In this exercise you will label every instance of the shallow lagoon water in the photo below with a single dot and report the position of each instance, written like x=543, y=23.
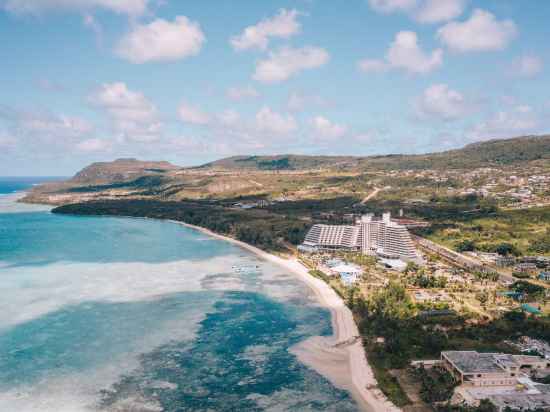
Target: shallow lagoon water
x=136, y=315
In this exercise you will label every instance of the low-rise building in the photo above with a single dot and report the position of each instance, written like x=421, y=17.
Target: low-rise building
x=371, y=236
x=489, y=369
x=499, y=378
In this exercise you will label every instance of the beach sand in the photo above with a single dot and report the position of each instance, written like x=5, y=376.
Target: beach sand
x=346, y=365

• REQUIREMENT: Reproduce the stretch of rows from the start through the line that contains "x=136, y=315", with both ends included and the picture left out.

• FULL ANSWER:
In this exercise you will label every instance of the shallow lagoon water in the photo below with a single dot and report the position of each instance, written like x=543, y=23.
Target: shallow lagoon water
x=136, y=315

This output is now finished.